:: What is expected ::
From the line with "Find each distant" through the final line below, restate each line word for word and return nothing else.

BEGIN Working data

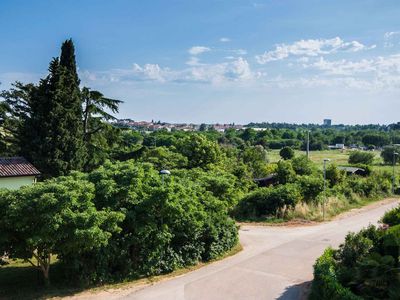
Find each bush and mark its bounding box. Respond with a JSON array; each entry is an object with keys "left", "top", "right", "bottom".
[
  {"left": 279, "top": 146, "right": 295, "bottom": 160},
  {"left": 234, "top": 184, "right": 301, "bottom": 219},
  {"left": 296, "top": 175, "right": 324, "bottom": 203},
  {"left": 276, "top": 160, "right": 296, "bottom": 184},
  {"left": 312, "top": 206, "right": 400, "bottom": 300},
  {"left": 309, "top": 248, "right": 362, "bottom": 300},
  {"left": 60, "top": 160, "right": 238, "bottom": 284},
  {"left": 381, "top": 205, "right": 400, "bottom": 226},
  {"left": 325, "top": 164, "right": 345, "bottom": 187},
  {"left": 291, "top": 155, "right": 315, "bottom": 175},
  {"left": 381, "top": 146, "right": 400, "bottom": 165},
  {"left": 348, "top": 151, "right": 375, "bottom": 165}
]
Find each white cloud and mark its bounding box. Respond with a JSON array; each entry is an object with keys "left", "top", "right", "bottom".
[
  {"left": 220, "top": 37, "right": 231, "bottom": 42},
  {"left": 188, "top": 46, "right": 211, "bottom": 55},
  {"left": 132, "top": 63, "right": 170, "bottom": 82},
  {"left": 256, "top": 37, "right": 375, "bottom": 64},
  {"left": 186, "top": 56, "right": 202, "bottom": 66},
  {"left": 83, "top": 57, "right": 258, "bottom": 86},
  {"left": 233, "top": 49, "right": 247, "bottom": 55},
  {"left": 306, "top": 54, "right": 400, "bottom": 76},
  {"left": 384, "top": 31, "right": 400, "bottom": 48}
]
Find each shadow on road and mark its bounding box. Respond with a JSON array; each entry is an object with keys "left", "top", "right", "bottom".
[{"left": 276, "top": 281, "right": 312, "bottom": 300}]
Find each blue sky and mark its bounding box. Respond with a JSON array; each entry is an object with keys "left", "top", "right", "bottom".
[{"left": 1, "top": 0, "right": 400, "bottom": 124}]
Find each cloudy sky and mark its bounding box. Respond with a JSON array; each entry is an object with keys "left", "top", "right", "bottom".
[{"left": 1, "top": 0, "right": 400, "bottom": 124}]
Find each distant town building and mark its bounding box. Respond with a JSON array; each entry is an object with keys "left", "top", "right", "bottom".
[{"left": 323, "top": 119, "right": 332, "bottom": 126}]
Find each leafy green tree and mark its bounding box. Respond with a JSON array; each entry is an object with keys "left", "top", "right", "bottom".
[
  {"left": 177, "top": 134, "right": 222, "bottom": 169},
  {"left": 241, "top": 145, "right": 269, "bottom": 178},
  {"left": 81, "top": 87, "right": 123, "bottom": 170},
  {"left": 234, "top": 184, "right": 301, "bottom": 218},
  {"left": 362, "top": 133, "right": 390, "bottom": 147},
  {"left": 291, "top": 155, "right": 315, "bottom": 175},
  {"left": 0, "top": 177, "right": 124, "bottom": 285},
  {"left": 276, "top": 160, "right": 296, "bottom": 184},
  {"left": 325, "top": 163, "right": 345, "bottom": 186},
  {"left": 348, "top": 151, "right": 375, "bottom": 165},
  {"left": 140, "top": 146, "right": 188, "bottom": 170},
  {"left": 381, "top": 146, "right": 400, "bottom": 165},
  {"left": 279, "top": 146, "right": 295, "bottom": 160},
  {"left": 0, "top": 82, "right": 36, "bottom": 156},
  {"left": 199, "top": 123, "right": 208, "bottom": 131},
  {"left": 63, "top": 160, "right": 238, "bottom": 282},
  {"left": 296, "top": 175, "right": 324, "bottom": 202}
]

END Working data

:: Solution to this problem ::
Find each distant town building and mark its bounding box. Respond with a JSON array; each entry is an object with keys "left", "top", "right", "bottom".
[{"left": 323, "top": 119, "right": 332, "bottom": 126}]
Find each leafy green tree and mark its bounding box. Respond with a JSON array; each entry is an object with keys "left", "top", "right", "bottom".
[
  {"left": 177, "top": 134, "right": 222, "bottom": 169},
  {"left": 241, "top": 145, "right": 269, "bottom": 178},
  {"left": 81, "top": 87, "right": 123, "bottom": 170},
  {"left": 234, "top": 184, "right": 301, "bottom": 218},
  {"left": 362, "top": 133, "right": 390, "bottom": 147},
  {"left": 291, "top": 155, "right": 315, "bottom": 175},
  {"left": 0, "top": 177, "right": 124, "bottom": 285},
  {"left": 276, "top": 160, "right": 296, "bottom": 184},
  {"left": 325, "top": 163, "right": 345, "bottom": 186},
  {"left": 348, "top": 151, "right": 375, "bottom": 165},
  {"left": 140, "top": 146, "right": 188, "bottom": 170},
  {"left": 381, "top": 146, "right": 400, "bottom": 165},
  {"left": 279, "top": 146, "right": 295, "bottom": 160},
  {"left": 0, "top": 82, "right": 36, "bottom": 156},
  {"left": 199, "top": 123, "right": 208, "bottom": 131},
  {"left": 63, "top": 160, "right": 238, "bottom": 282},
  {"left": 296, "top": 175, "right": 324, "bottom": 202}
]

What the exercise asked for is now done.